_EXERCISE PASSAGE_:
══════════════════════════════

Sports

High school golfer back on the course after suffering a stroke at age 16

May is National Stroke Awareness Month, and according to the National Stroke Association, 65 thousand Americans will suffer from a stroke in this month alone. Many people do not even realize they are at risk just as Bishop Ready High School golfer, Eva Grace. She suffered a stroke at the mere age of 16.

A stroke can happen to anyone, at any time, any age, but the National Stroke Association says it is important to act "F-A-S-T: Face-Drooping, Arm Weakness, Speech Difficulty, To call 9-1-1." Eva was just a sophomore competing in a golf tournament for the Silver Knights in September of 2016 when she suffered her stroke, and she has her grandfather to thank for saving her life.

"She dropped the club several times trying to put it in the bag, and that's when I went, uh oh, something is serious now, so I need to go back and find out what's going on," said Eva's grandfather Tom Watson.

 "I take my shot and as soon as I make impact with the ball, i feel the sensation that's like butterflies consuming my whole body," said Grace.

Having watched his granddaughter golf since she was 4 years old, Tom knew something was wrong, and called 9-1-1.

"So, that's when we sat down and she couldn't respond to me, and my mind was going to she looks like she's having a stroke...but kids don't have strokes," said Watson.

They rushed her to the hospital, and within hours, Eva underwent emergency surgery to remove a blood clot in the left side of her brain.

"I knew in my heart, and in my head and in all of my being that I was going to be OK," recalled Grace.

Eva now holds a special place in her heart for her surgeon, Dr. Nimjee, and she wants to follow in his footsteps and become a neurosurgeon.

"We're pretty close, he told me that after this, we jumped off a cliff together, I can call him for anything that I need," said Grace.

Tom now coaches the Ready girls golf team, and he thinks his granddaughter's game is back up to par.

"The stroke didn't appear to have that much of an affect on her, it was more in the thinking process and memory and stuff like that," said Watson.

Eva sees a therapist twice a week. She works to repair her working memory, fueled by the memory of a stunning setback.

"Given an IQ test, in most areas she could perform average, so people say oh she's fine, but when you're used to scoring way above average, average is not OK," said Eva's mom Amy Grace.

"It knocked me up off my pedestal that all teenagers sit on, and you realize that you are not invincible, that with one snap of your fingers you could be done," said Grace.

══════════════════════════════

Collected data entries:

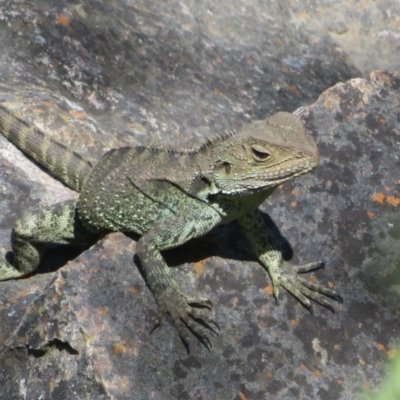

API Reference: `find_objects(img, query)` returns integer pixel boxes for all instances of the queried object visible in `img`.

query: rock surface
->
[0,0,400,400]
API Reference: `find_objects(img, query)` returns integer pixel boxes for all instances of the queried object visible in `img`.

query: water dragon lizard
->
[0,106,342,341]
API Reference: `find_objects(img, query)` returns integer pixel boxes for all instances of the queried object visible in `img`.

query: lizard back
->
[0,105,93,192]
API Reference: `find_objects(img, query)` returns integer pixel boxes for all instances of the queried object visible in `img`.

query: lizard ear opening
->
[251,144,270,161]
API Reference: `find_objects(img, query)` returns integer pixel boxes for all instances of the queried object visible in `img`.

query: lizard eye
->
[251,144,270,161]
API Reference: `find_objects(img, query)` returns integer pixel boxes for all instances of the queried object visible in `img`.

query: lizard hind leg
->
[0,200,96,281]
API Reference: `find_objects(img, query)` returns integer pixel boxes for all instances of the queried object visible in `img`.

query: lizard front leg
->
[239,209,343,311]
[136,205,221,343]
[0,200,98,281]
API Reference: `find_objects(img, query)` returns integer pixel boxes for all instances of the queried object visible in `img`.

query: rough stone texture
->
[0,0,400,400]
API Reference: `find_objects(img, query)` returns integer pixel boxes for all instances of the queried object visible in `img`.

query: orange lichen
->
[386,196,400,207]
[57,14,69,26]
[69,110,85,119]
[193,261,206,275]
[376,343,385,351]
[386,349,397,358]
[264,285,274,296]
[239,392,247,400]
[113,344,125,355]
[372,192,386,204]
[287,86,299,95]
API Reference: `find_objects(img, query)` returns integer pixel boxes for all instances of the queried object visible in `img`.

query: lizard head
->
[212,112,319,195]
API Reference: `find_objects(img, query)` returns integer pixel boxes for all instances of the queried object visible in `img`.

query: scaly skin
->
[0,106,342,341]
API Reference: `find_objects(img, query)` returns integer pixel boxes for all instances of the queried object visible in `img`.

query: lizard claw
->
[153,290,219,348]
[273,261,343,314]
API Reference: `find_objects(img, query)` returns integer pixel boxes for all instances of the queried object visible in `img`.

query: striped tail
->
[0,105,93,192]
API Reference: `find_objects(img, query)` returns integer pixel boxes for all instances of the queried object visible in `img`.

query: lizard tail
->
[0,106,93,192]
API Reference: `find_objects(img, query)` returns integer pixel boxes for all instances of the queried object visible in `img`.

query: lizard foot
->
[156,290,219,347]
[274,261,343,313]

══════════════════════════════

_DIRECTIONS_:
**A)** In the article about the high school golfer's stroke, what did Eva's emergency surgery remove?
**B)** List each step of the F-A-S-T warning that the article about the high school golfer's stroke quotes from the National Stroke Association.
**C)** In the article about the high school golfer's stroke, why does Eva's mother say that average IQ test results do not mean Eva is fine?

_ANSWERS TO THE PROBLEMS_:
**A)** A blood clot in the left side of her brain.

**B)** Face-Drooping, Arm Weakness, Speech Difficulty, To call 9-1-1

**C)** Eva was used to scoring way above average. So even though she can now perform at an average level in most areas and people conclude she is fine, her mother says that average is not OK for her.